> _What to do_: Work out how many lines below contain "cabinet". Provide only the figure.
(Given records Opens)
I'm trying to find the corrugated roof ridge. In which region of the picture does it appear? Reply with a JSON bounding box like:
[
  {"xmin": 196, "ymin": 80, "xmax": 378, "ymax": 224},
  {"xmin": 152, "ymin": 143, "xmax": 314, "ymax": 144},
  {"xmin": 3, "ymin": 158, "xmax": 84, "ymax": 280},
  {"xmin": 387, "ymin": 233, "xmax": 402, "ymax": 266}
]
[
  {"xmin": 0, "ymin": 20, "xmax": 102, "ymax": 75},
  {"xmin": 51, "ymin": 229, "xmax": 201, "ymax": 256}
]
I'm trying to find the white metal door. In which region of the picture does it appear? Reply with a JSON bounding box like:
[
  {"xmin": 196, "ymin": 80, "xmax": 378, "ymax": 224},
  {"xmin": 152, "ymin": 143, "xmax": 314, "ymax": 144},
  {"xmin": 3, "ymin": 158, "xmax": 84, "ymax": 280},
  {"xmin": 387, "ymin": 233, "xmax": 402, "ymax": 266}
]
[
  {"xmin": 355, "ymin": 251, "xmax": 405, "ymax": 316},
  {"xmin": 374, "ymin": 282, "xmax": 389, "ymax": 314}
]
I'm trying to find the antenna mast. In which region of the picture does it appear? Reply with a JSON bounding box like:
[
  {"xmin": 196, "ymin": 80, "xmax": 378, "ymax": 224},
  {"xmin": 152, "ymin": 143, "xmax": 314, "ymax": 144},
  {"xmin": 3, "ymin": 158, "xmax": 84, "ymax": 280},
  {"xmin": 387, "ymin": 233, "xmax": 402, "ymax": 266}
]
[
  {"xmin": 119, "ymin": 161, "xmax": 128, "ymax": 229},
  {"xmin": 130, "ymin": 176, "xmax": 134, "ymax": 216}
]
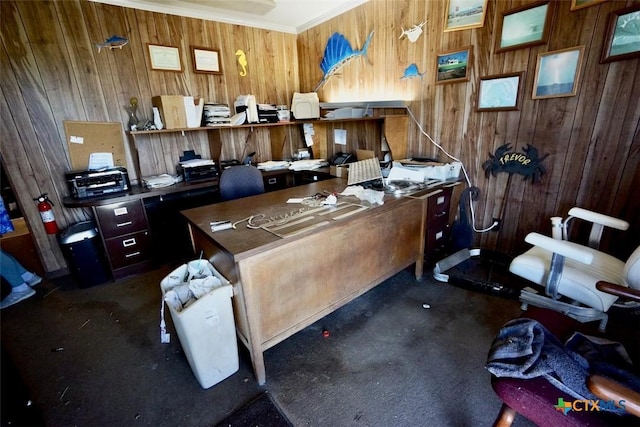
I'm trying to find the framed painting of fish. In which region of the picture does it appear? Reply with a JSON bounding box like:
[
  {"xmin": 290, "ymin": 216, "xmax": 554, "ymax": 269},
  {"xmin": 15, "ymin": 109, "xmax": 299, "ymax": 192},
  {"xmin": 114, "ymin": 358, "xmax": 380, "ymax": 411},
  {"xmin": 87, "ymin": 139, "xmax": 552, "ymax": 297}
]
[
  {"xmin": 148, "ymin": 44, "xmax": 182, "ymax": 72},
  {"xmin": 444, "ymin": 0, "xmax": 488, "ymax": 32},
  {"xmin": 435, "ymin": 46, "xmax": 471, "ymax": 85}
]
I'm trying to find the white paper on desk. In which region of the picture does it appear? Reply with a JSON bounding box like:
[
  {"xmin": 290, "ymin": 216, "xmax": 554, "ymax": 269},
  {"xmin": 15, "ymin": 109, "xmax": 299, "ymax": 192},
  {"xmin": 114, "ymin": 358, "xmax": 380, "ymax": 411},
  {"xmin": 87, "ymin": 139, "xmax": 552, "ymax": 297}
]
[
  {"xmin": 88, "ymin": 152, "xmax": 114, "ymax": 170},
  {"xmin": 334, "ymin": 129, "xmax": 347, "ymax": 145},
  {"xmin": 387, "ymin": 164, "xmax": 424, "ymax": 183}
]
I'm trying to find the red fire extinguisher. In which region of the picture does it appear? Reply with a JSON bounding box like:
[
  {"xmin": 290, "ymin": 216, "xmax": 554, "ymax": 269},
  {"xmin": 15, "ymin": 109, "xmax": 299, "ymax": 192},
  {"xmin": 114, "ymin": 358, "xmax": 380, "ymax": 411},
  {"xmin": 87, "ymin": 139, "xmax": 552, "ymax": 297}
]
[{"xmin": 34, "ymin": 193, "xmax": 59, "ymax": 234}]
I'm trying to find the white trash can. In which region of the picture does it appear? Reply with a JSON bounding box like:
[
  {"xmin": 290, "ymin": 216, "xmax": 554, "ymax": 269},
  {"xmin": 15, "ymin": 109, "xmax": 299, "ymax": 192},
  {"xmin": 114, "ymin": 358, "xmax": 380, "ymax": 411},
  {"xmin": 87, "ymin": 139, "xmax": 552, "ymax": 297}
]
[{"xmin": 160, "ymin": 261, "xmax": 238, "ymax": 389}]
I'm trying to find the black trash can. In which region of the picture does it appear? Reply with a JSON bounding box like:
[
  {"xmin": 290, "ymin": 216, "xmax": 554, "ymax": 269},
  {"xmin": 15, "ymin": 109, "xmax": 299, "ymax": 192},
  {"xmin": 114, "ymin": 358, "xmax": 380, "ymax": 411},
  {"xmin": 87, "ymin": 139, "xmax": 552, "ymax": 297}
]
[{"xmin": 59, "ymin": 221, "xmax": 110, "ymax": 287}]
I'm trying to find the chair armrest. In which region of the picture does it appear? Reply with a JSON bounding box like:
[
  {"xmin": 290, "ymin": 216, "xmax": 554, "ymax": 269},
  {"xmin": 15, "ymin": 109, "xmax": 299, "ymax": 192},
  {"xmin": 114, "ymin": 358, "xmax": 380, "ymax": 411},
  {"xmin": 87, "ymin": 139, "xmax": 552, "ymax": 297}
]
[
  {"xmin": 525, "ymin": 233, "xmax": 594, "ymax": 264},
  {"xmin": 587, "ymin": 374, "xmax": 640, "ymax": 417},
  {"xmin": 596, "ymin": 281, "xmax": 640, "ymax": 302},
  {"xmin": 568, "ymin": 207, "xmax": 629, "ymax": 231}
]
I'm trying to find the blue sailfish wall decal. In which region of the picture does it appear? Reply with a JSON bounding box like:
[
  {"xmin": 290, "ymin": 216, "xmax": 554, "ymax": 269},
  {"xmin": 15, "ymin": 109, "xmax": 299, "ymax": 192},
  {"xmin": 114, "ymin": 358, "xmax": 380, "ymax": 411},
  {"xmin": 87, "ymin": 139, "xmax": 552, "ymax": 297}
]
[
  {"xmin": 314, "ymin": 31, "xmax": 374, "ymax": 92},
  {"xmin": 401, "ymin": 63, "xmax": 425, "ymax": 79}
]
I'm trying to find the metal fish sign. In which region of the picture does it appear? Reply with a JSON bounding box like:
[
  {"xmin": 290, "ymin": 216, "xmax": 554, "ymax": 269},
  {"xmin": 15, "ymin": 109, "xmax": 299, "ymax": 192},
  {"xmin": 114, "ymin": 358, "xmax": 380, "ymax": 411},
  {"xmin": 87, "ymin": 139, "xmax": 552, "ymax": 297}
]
[
  {"xmin": 96, "ymin": 35, "xmax": 129, "ymax": 53},
  {"xmin": 314, "ymin": 31, "xmax": 374, "ymax": 92},
  {"xmin": 399, "ymin": 21, "xmax": 426, "ymax": 43}
]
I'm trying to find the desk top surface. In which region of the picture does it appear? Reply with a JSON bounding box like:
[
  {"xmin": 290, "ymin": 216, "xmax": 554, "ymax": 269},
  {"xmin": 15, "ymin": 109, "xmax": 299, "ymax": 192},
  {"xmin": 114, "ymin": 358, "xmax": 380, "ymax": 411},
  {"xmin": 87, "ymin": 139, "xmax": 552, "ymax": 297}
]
[{"xmin": 181, "ymin": 178, "xmax": 425, "ymax": 260}]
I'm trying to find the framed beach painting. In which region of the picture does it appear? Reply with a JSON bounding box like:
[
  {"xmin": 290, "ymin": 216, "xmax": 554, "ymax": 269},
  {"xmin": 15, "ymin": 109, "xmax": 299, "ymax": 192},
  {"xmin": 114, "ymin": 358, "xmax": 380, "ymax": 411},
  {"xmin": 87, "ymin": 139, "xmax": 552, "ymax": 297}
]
[
  {"xmin": 494, "ymin": 1, "xmax": 555, "ymax": 54},
  {"xmin": 444, "ymin": 0, "xmax": 489, "ymax": 32},
  {"xmin": 436, "ymin": 47, "xmax": 472, "ymax": 84},
  {"xmin": 477, "ymin": 72, "xmax": 524, "ymax": 111},
  {"xmin": 600, "ymin": 5, "xmax": 640, "ymax": 63},
  {"xmin": 532, "ymin": 46, "xmax": 585, "ymax": 99}
]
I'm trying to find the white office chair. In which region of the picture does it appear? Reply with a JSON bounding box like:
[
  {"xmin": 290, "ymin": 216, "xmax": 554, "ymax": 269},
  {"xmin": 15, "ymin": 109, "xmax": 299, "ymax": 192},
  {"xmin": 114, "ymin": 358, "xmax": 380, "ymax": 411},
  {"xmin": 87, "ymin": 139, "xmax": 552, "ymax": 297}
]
[{"xmin": 509, "ymin": 207, "xmax": 640, "ymax": 331}]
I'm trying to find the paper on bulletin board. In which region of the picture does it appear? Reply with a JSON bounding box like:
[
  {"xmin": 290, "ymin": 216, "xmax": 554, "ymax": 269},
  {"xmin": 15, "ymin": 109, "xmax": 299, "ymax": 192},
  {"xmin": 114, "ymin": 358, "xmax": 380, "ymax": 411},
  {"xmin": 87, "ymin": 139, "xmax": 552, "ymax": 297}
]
[
  {"xmin": 63, "ymin": 121, "xmax": 127, "ymax": 170},
  {"xmin": 334, "ymin": 129, "xmax": 347, "ymax": 145}
]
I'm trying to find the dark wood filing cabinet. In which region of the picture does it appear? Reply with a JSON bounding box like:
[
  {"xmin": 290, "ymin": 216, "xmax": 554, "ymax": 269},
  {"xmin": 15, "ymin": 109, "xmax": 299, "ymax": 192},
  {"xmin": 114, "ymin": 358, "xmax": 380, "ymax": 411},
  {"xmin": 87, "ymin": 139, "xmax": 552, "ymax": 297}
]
[
  {"xmin": 93, "ymin": 199, "xmax": 152, "ymax": 280},
  {"xmin": 424, "ymin": 186, "xmax": 453, "ymax": 263}
]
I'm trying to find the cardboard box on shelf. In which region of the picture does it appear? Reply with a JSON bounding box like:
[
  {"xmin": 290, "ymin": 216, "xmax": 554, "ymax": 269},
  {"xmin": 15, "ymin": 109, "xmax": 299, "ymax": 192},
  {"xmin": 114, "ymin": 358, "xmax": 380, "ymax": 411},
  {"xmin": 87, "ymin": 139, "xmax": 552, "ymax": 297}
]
[{"xmin": 152, "ymin": 96, "xmax": 187, "ymax": 129}]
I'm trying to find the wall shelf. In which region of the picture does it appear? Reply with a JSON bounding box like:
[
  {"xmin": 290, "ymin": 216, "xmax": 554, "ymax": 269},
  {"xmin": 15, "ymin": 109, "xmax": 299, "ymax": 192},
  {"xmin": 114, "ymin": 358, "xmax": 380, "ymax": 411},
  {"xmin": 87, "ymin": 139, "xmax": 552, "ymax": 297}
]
[{"xmin": 125, "ymin": 111, "xmax": 408, "ymax": 183}]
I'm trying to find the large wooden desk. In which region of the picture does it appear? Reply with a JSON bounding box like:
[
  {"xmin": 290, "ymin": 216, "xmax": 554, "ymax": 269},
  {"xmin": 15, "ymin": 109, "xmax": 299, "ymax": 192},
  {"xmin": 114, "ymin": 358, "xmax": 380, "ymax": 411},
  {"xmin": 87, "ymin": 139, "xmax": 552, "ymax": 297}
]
[{"xmin": 181, "ymin": 178, "xmax": 427, "ymax": 384}]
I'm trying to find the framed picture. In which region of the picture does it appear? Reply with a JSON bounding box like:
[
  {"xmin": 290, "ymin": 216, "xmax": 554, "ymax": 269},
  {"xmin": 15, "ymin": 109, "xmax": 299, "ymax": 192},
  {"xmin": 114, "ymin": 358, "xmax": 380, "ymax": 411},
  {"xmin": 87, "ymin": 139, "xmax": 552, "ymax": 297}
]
[
  {"xmin": 436, "ymin": 46, "xmax": 472, "ymax": 85},
  {"xmin": 147, "ymin": 44, "xmax": 182, "ymax": 72},
  {"xmin": 570, "ymin": 0, "xmax": 607, "ymax": 12},
  {"xmin": 444, "ymin": 0, "xmax": 488, "ymax": 32},
  {"xmin": 477, "ymin": 72, "xmax": 524, "ymax": 111},
  {"xmin": 191, "ymin": 46, "xmax": 222, "ymax": 74},
  {"xmin": 494, "ymin": 1, "xmax": 555, "ymax": 54},
  {"xmin": 600, "ymin": 5, "xmax": 640, "ymax": 63},
  {"xmin": 532, "ymin": 46, "xmax": 585, "ymax": 99}
]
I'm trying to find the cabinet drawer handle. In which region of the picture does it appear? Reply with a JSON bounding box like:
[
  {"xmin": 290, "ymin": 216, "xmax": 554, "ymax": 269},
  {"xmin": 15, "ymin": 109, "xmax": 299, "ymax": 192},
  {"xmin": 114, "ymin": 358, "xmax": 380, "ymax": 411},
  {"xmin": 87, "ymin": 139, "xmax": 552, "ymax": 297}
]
[
  {"xmin": 122, "ymin": 238, "xmax": 137, "ymax": 247},
  {"xmin": 268, "ymin": 178, "xmax": 277, "ymax": 184},
  {"xmin": 125, "ymin": 251, "xmax": 141, "ymax": 258},
  {"xmin": 116, "ymin": 221, "xmax": 133, "ymax": 227},
  {"xmin": 435, "ymin": 211, "xmax": 447, "ymax": 217}
]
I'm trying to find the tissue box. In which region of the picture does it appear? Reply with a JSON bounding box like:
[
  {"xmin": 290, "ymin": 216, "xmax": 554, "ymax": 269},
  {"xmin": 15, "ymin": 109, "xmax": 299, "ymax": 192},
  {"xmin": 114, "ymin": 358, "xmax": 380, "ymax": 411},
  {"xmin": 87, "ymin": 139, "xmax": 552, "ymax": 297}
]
[{"xmin": 152, "ymin": 96, "xmax": 187, "ymax": 129}]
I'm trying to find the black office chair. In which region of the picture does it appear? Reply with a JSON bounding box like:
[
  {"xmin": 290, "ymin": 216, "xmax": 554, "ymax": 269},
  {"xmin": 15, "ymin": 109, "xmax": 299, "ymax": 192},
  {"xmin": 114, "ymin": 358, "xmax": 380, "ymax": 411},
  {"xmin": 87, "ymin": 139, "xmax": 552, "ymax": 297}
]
[{"xmin": 219, "ymin": 165, "xmax": 265, "ymax": 201}]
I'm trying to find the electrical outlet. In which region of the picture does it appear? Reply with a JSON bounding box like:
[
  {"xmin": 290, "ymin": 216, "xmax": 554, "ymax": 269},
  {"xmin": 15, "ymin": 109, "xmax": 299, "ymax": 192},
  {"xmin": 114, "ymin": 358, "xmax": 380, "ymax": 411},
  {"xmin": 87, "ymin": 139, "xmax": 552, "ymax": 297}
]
[{"xmin": 492, "ymin": 218, "xmax": 501, "ymax": 232}]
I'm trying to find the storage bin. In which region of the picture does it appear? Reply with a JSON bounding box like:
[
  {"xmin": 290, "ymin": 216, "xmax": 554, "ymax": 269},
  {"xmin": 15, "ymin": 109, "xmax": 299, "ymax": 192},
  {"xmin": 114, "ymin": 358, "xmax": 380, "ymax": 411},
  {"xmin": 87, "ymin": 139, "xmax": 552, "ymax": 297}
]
[{"xmin": 160, "ymin": 261, "xmax": 238, "ymax": 389}]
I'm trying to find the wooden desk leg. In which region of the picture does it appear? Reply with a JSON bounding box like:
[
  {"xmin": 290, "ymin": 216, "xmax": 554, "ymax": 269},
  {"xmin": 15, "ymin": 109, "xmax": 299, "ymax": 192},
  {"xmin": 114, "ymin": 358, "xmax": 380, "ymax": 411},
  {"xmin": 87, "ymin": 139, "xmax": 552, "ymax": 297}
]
[
  {"xmin": 252, "ymin": 350, "xmax": 267, "ymax": 385},
  {"xmin": 414, "ymin": 259, "xmax": 423, "ymax": 279},
  {"xmin": 237, "ymin": 264, "xmax": 268, "ymax": 385}
]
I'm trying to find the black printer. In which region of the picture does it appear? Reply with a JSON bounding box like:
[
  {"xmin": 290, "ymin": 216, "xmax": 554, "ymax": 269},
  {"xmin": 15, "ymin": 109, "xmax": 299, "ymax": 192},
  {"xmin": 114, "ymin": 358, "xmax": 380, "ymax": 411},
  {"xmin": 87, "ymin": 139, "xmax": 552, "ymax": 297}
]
[{"xmin": 66, "ymin": 167, "xmax": 130, "ymax": 199}]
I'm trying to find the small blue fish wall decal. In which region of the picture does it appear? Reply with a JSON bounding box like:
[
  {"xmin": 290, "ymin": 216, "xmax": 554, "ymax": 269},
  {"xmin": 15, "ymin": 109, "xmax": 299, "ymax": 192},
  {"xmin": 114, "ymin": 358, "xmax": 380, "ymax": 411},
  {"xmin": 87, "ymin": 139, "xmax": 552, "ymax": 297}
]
[
  {"xmin": 314, "ymin": 31, "xmax": 374, "ymax": 92},
  {"xmin": 96, "ymin": 35, "xmax": 129, "ymax": 53},
  {"xmin": 401, "ymin": 63, "xmax": 425, "ymax": 79}
]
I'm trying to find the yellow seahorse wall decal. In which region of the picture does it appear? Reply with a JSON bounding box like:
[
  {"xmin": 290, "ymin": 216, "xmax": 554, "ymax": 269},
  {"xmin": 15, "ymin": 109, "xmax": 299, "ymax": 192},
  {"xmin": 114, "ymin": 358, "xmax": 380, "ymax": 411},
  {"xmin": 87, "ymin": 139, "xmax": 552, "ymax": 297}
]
(Given records Closes)
> _Task output_: 2